Making claims about which attributes are “universal and eternal” might seem a bit risky since so much of human history is unknown.  But are those millions of years completely unknowable to us?  Human male and female bodies evolved in different ways over years than did the bodies of our ape relatives.  Perhaps we can derive some information about how humans lived from those evolutionary differences.

Richard O. Prum has produced a fascinating look at the role of evolution in species development in his book The Evolution of Beauty: How Darwin's Forgotten Theory of Mate Choice Shapes the Animal World - and Us.  He reminds us that Darwin eventually wrote two books discussing the topic of evolution.  The first, On the Origin of Species by Means of Natural Selection, proposed the view that most describe as “survival of the fittest.”   This firmly established the notion that species evolved via natural selection as individual characteristics best adaptive to species survival in a given environment would propagate via sexual transmission and eventually become dominant in successive generations.  This established the notion that all evolutionary changes should be determined by improved adaption to the environment.  But Darwin clearly recognized that not all evolutionary developments could be explained by this hypothesis, leading him to develop the concept of mate selection as an additional factor in species evolution in The Descent of Man and Selection in Relation to Sex.

§ **SOURCE EXCERPT**
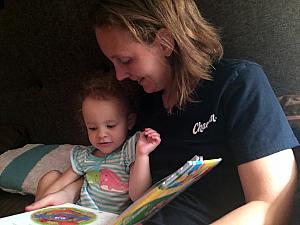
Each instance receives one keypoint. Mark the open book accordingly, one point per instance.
(153, 200)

§ **BRIEF**
Rewrite the passage on evolution, starting with "Making claims about" and going on through "those evolutionary differences.", and replace "ape relatives" with "primate relatives".

§ **SOLVED PROBLEM**
Making claims about which attributes are “universal and eternal” might seem a bit risky since so much of human history is unknown.  But are those millions of years completely unknowable to us?  Human male and female bodies evolved in different ways over years than did the bodies of our primate relatives.  Perhaps we can derive some information about how humans lived from those evolutionary differences.